Der Sieg kann nur auf der Straße errungen werden

Diese Entwicklungen zeigen, dass die Auseinandersetzung nicht über parlamentarische oder gerichtliche Wege, sondern nur durch Klassenkampf auf der Straße gewonnen werden kann. Millionen Unterstützer der Streik- und Protestbewegung sind keinesfalls gewillt, enttäuscht nachhause zu gehen und die Konterreform hinzunehmen. Im Gegenteil – mehr Personen denn je sind bereit, das Gesetz und Macron selbst zu Fall zu bringen. Aufgrund diverser Krisen, deren Kosten stets auf die arbeitenden Menschen abgewälzt werden, wächst die Wut über Macron stetig und führt zu einem immer tieferen Graben zwischen den verhassten Eliten einerseits und den breiten Massen andererseits. Für eine Mehrheit der Französinnen und Franzosen ist klar, dass sie von diesem System nichts mehr zu erwarten haben.

Um der Wut der Bevölkerung einen organisierten Ausdruck zu verleihen, bedarf es der Parteien der Arbeiterklasse und der Gewerkschaften. Diese verfolgen jedoch eine meist zögerliche und reformistische Politik, weshalb ihre Unterstützung wenig überraschend sehr begrenzt ist. La France Insoumise (LFI), die Partei des Linksreformisten Jean-Luc Mélenchon, kann in keiner Weise von der derzeitigen Bewegung profitieren. In derzeitigen Wahlumfragen stagniert sie gemeinsam mit dem Linksbündnis NUPES bei ca. 25%, dicht gefolgt vom Rassemblement National (RN), der rechten Partei von Marine Le Pen. Letztere schafft es aufgrund des Versagens der Linken, eine glaubwürdige Opposition zu Macron darzustellen und die Wut der Bevölkerung in ihre demagogischen Bahnen zu leiten. Macrons Bündnis wiederum liegt in den Umfragen bei lediglich 21%, was seinen geringen Rückhalt in der Bevölkerung klar ausdrückt.

Radikalisierungsprozess in der CGT

Die derzeit radikalste und bedeutsamste Gewerkschaft Frankreichs, die CGT, hat Ende März ihren 53. Kongress abgehalten, welcher als Wendepunkt in der Organisationsgeschichte verstanden werden muss: Der linke Flügel hat die Gewerkschaftsrechte offen herausgefordert und sich beinahe durchgesetzt.

□ □ □ □

ZU LÖSENDE AUFGABEN –
**A)** Gib den Textauszug über die Proteste in Frankreich wortgetreu wieder, und zwar alles von „Um der Wut der“ bis hinunter zu „Bevölkerung klar ausdrückt.“.
**B)** Bei welchem Wert liegt Macrons Bündnis laut dem Textauszug über die Proteste in Frankreich in den Umfragen?
**C)** Schreib den Textauszug über die Proteste in Frankreich im Anschluss an seinen letzten Satz weiter.

VORLIEGENDE DATENSÄTZE –

□ □ □ □

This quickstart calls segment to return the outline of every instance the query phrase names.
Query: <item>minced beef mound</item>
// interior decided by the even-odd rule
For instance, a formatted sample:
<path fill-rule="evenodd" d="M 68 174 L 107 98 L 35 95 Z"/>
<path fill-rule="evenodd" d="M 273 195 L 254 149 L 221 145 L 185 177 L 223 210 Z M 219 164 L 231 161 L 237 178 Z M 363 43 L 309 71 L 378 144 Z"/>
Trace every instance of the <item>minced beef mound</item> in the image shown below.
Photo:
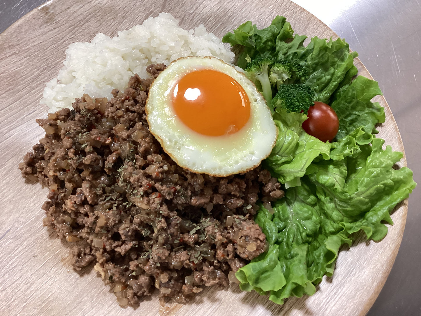
<path fill-rule="evenodd" d="M 266 249 L 256 203 L 283 195 L 260 167 L 221 178 L 178 166 L 148 129 L 153 80 L 135 75 L 110 101 L 85 94 L 37 120 L 46 134 L 19 165 L 27 182 L 49 188 L 44 224 L 74 244 L 74 269 L 94 265 L 122 306 L 155 289 L 185 302 L 202 286 L 227 286 Z"/>

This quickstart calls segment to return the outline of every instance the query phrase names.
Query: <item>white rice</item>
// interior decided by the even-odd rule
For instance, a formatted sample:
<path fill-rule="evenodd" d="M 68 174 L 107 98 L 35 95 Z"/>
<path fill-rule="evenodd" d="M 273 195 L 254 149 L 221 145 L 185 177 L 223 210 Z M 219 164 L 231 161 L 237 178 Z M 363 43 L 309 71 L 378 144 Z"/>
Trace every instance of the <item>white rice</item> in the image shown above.
<path fill-rule="evenodd" d="M 213 56 L 232 63 L 234 57 L 220 39 L 206 32 L 203 24 L 187 31 L 167 13 L 151 17 L 112 38 L 99 33 L 91 43 L 73 43 L 66 54 L 57 78 L 44 89 L 41 104 L 46 104 L 50 112 L 71 108 L 75 98 L 84 93 L 111 98 L 111 91 L 125 89 L 133 74 L 149 77 L 146 67 L 151 64 L 168 66 L 190 56 Z"/>

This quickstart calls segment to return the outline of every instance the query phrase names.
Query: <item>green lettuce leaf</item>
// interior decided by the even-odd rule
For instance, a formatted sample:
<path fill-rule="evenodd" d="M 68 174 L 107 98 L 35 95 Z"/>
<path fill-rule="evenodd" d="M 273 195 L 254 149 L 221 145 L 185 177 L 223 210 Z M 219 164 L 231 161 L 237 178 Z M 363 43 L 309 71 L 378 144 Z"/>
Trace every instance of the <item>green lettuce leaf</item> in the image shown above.
<path fill-rule="evenodd" d="M 274 203 L 273 215 L 261 208 L 256 222 L 268 236 L 269 251 L 236 273 L 241 289 L 269 291 L 269 299 L 278 304 L 291 296 L 312 295 L 324 275 L 332 275 L 351 234 L 363 230 L 375 241 L 384 237 L 384 222 L 392 224 L 390 212 L 416 183 L 408 168 L 392 168 L 402 154 L 390 146 L 384 150 L 384 143 L 374 138 L 372 146 L 361 145 L 355 154 L 314 162 L 301 185 Z"/>
<path fill-rule="evenodd" d="M 339 120 L 339 128 L 335 140 L 341 139 L 361 128 L 365 132 L 359 136 L 360 143 L 368 144 L 372 134 L 378 132 L 376 124 L 384 122 L 384 110 L 378 102 L 371 100 L 376 96 L 382 94 L 376 81 L 362 76 L 359 76 L 346 89 L 340 91 L 337 98 L 332 103 Z"/>
<path fill-rule="evenodd" d="M 309 135 L 301 127 L 307 119 L 305 114 L 277 110 L 273 119 L 278 127 L 278 138 L 265 163 L 280 182 L 285 183 L 301 178 L 320 155 L 325 159 L 329 158 L 330 144 Z"/>
<path fill-rule="evenodd" d="M 271 24 L 259 29 L 251 21 L 242 24 L 232 33 L 228 32 L 222 37 L 222 42 L 231 46 L 242 46 L 242 50 L 237 56 L 237 65 L 244 68 L 247 65 L 248 56 L 253 59 L 258 54 L 269 52 L 274 56 L 277 45 L 293 38 L 294 31 L 291 24 L 283 16 L 277 16 Z"/>

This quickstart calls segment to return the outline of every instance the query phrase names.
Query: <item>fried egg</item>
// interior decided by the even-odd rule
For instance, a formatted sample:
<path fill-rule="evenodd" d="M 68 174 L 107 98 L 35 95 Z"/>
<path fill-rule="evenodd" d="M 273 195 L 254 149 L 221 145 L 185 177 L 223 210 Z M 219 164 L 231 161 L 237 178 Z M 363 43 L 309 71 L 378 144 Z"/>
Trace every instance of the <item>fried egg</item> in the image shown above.
<path fill-rule="evenodd" d="M 225 177 L 260 164 L 277 129 L 253 82 L 215 57 L 173 62 L 154 80 L 146 103 L 151 133 L 181 167 Z"/>

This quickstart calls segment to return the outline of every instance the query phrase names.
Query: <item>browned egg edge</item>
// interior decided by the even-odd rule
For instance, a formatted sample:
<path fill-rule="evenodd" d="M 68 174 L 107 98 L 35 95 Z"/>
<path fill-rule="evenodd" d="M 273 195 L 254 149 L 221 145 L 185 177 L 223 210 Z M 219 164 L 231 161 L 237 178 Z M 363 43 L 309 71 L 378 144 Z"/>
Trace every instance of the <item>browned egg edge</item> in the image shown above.
<path fill-rule="evenodd" d="M 234 68 L 234 70 L 235 71 L 236 71 L 238 73 L 240 74 L 240 75 L 243 76 L 247 80 L 248 80 L 249 81 L 250 81 L 250 82 L 253 84 L 253 85 L 254 86 L 254 87 L 256 88 L 256 85 L 254 84 L 254 83 L 253 83 L 251 80 L 250 80 L 250 79 L 249 79 L 248 78 L 247 78 L 247 77 L 246 76 L 246 75 L 243 73 L 238 71 L 237 69 L 236 69 L 235 68 L 234 68 L 234 67 L 232 65 L 230 65 L 229 64 L 228 64 L 228 63 L 225 62 L 223 60 L 221 60 L 221 59 L 220 59 L 218 58 L 217 58 L 216 57 L 213 57 L 213 56 L 207 56 L 204 57 L 197 57 L 197 56 L 187 56 L 187 57 L 180 57 L 179 58 L 178 58 L 177 59 L 176 59 L 175 60 L 173 60 L 172 62 L 171 62 L 171 63 L 170 63 L 170 64 L 168 65 L 168 66 L 167 67 L 167 68 L 165 69 L 164 70 L 163 70 L 163 71 L 162 71 L 161 72 L 161 73 L 160 73 L 160 74 L 158 75 L 158 77 L 159 77 L 159 76 L 160 76 L 160 75 L 161 75 L 162 73 L 163 73 L 165 71 L 166 71 L 168 69 L 168 68 L 169 68 L 170 66 L 171 66 L 171 65 L 173 63 L 174 63 L 176 62 L 177 62 L 177 61 L 180 60 L 180 59 L 197 59 L 197 58 L 201 58 L 202 59 L 207 59 L 207 59 L 218 59 L 218 60 L 219 60 L 221 62 L 222 62 L 222 63 L 223 63 L 224 64 L 226 64 L 227 65 L 228 65 L 229 66 L 230 66 L 232 67 L 233 68 Z M 155 83 L 155 80 L 154 80 L 154 81 L 152 81 L 152 83 L 151 84 L 151 86 L 150 86 L 149 88 L 149 92 L 152 90 L 152 88 L 153 86 L 153 85 L 154 85 L 154 84 Z M 262 95 L 260 91 L 259 91 L 257 89 L 257 88 L 256 88 L 256 91 L 258 93 L 259 93 L 262 96 L 262 98 L 264 100 L 264 98 L 263 97 L 263 95 Z M 248 96 L 248 95 L 247 96 Z M 230 176 L 232 174 L 241 174 L 241 173 L 245 173 L 245 172 L 248 172 L 249 171 L 250 171 L 250 170 L 252 170 L 253 169 L 254 169 L 255 168 L 256 168 L 258 166 L 260 165 L 260 163 L 261 163 L 261 162 L 263 160 L 264 160 L 264 159 L 265 159 L 266 158 L 267 158 L 267 157 L 269 156 L 269 155 L 270 155 L 271 152 L 269 152 L 269 153 L 267 155 L 266 155 L 266 156 L 264 156 L 263 158 L 262 158 L 261 160 L 260 160 L 259 161 L 258 161 L 258 163 L 257 163 L 256 164 L 254 165 L 254 166 L 252 166 L 252 167 L 250 167 L 250 168 L 248 168 L 248 169 L 244 169 L 243 170 L 241 170 L 240 171 L 236 171 L 236 172 L 232 172 L 231 173 L 227 173 L 227 174 L 220 174 L 211 173 L 210 173 L 210 172 L 198 172 L 198 171 L 197 170 L 193 170 L 192 169 L 191 169 L 189 168 L 188 168 L 186 166 L 183 166 L 182 164 L 180 163 L 179 162 L 179 161 L 177 160 L 177 159 L 176 158 L 176 157 L 175 157 L 173 155 L 172 155 L 170 153 L 168 153 L 165 150 L 165 147 L 164 146 L 164 142 L 163 141 L 163 140 L 161 139 L 161 138 L 159 136 L 158 136 L 157 135 L 155 134 L 151 130 L 151 129 L 150 129 L 150 123 L 149 122 L 149 120 L 148 119 L 148 115 L 149 114 L 149 107 L 148 106 L 148 103 L 149 103 L 149 93 L 148 93 L 148 98 L 147 98 L 147 99 L 146 100 L 146 104 L 145 105 L 145 112 L 146 113 L 146 121 L 148 122 L 148 128 L 149 129 L 149 131 L 150 132 L 151 134 L 152 134 L 154 136 L 154 137 L 155 137 L 155 138 L 156 138 L 156 139 L 159 142 L 160 144 L 161 144 L 161 147 L 162 147 L 163 150 L 164 150 L 164 151 L 165 152 L 165 153 L 167 155 L 169 155 L 171 158 L 174 161 L 177 165 L 178 165 L 179 166 L 181 167 L 181 168 L 183 168 L 184 169 L 186 169 L 189 170 L 189 171 L 191 171 L 192 172 L 194 172 L 195 173 L 197 173 L 197 174 L 198 174 L 198 173 L 201 173 L 201 174 L 208 174 L 208 175 L 211 176 L 212 177 L 228 177 L 228 176 Z M 266 109 L 267 110 L 269 111 L 270 112 L 270 110 L 269 109 L 269 107 L 268 106 L 267 104 L 266 104 L 266 101 L 265 101 L 265 102 L 264 102 L 264 106 L 265 106 L 266 107 Z M 150 112 L 152 112 L 152 110 L 150 111 Z M 272 118 L 272 115 L 271 115 L 271 118 Z M 273 119 L 272 119 L 272 120 L 273 120 Z M 274 123 L 274 125 L 275 125 Z M 279 133 L 279 131 L 278 131 L 278 128 L 276 126 L 276 125 L 275 125 L 275 128 L 276 128 L 275 129 L 276 129 L 276 137 L 275 137 L 275 139 L 274 139 L 274 140 L 273 142 L 273 143 L 271 146 L 271 151 L 272 151 L 272 148 L 273 148 L 273 147 L 274 147 L 275 145 L 276 144 L 276 141 L 277 141 L 277 140 L 278 139 L 278 134 Z"/>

□ □ □ □

LÖSUNGEN –
**A)**
Um der Wut der Bevölkerung einen organisierten Ausdruck zu verleihen, bedarf es der Parteien der Arbeiterklasse und der Gewerkschaften. Diese verfolgen jedoch eine meist zögerliche und reformistische Politik, weshalb ihre Unterstützung wenig überraschend sehr begrenzt ist. La France Insoumise (LFI), die Partei des Linksreformisten Jean-Luc Mélenchon, kann in keiner Weise von der derzeitigen Bewegung profitieren. In derzeitigen Wahlumfragen stagniert sie gemeinsam mit dem Linksbündnis NUPES bei ca. 25%, dicht gefolgt vom Rassemblement National (RN), der rechten Partei von Marine Le Pen. Letztere schafft es aufgrund des Versagens der Linken, eine glaubwürdige Opposition zu Macron darzustellen und die Wut der Bevölkerung in ihre demagogischen Bahnen zu leiten. Macrons Bündnis wiederum liegt in den Umfragen bei lediglich 21%, was seinen geringen Rückhalt in der Bevölkerung klar ausdrückt.

**B)** Bei lediglich 21%.

**C)**
Zwar konnte der rechte Flügel einen knappen Sieg davontragen und Sophie Binet an die Spitze setzen, um den bisherigen Generalsekretär Philippe Martinez abzulösen. Aber der Tätigkeitsbericht der bisherigen Führung wurde mit 50.3% abgelehnt, was einem politischen Erdbeben gleichkommt. Es zeigt sich, dass neben der Basis auch ein Großteil der Gewerkschaftsaktivisten die bisherige gescheiterte Orientierung ablehnt und einen radikalen, klassenkämpferischen Kurswechsel fordert. Diese interne Polarisierung wird sich in den kommenden Jahren zuspitzen und früher oder später zu einer Richtungsentscheidung führen. Wenn sich die CGT klar klassenkämpferisch und antikapitalistisch positioniert, haben künftige Bewegungen wesentlich bessere Erfolgsaussichten, insbesondere wenn mit den gescheiterten Strategie einzelner Streiktage (statt eines unbefristeten Streiks) gebrochen wird.

Währenddessen haben sich Vertreter des zweiten großen Gewerkschaftsverbandes CFDT des Öfteren mit Premierministerin Borne getroffen, um „Verhandlungen zu führen“ – und das trotz der Tatsache, dass die Regierung von vorneherein ausschloss, irgendetwas an der Reform zu ändern. Seit 2006 hat sich jede Regierung geweigert, Bewegungen auf der Straße fundamentale Zugeständnisse zu machen – ein Ausdruck der tiefen Krise des Kapitalismus. Die Bürgerlichen stehen mit dem Rücken zur Wand: Egal für welche Optionen sie sich entscheiden, sie können die Stabilität ihres Systems nur immer weiter untergraben.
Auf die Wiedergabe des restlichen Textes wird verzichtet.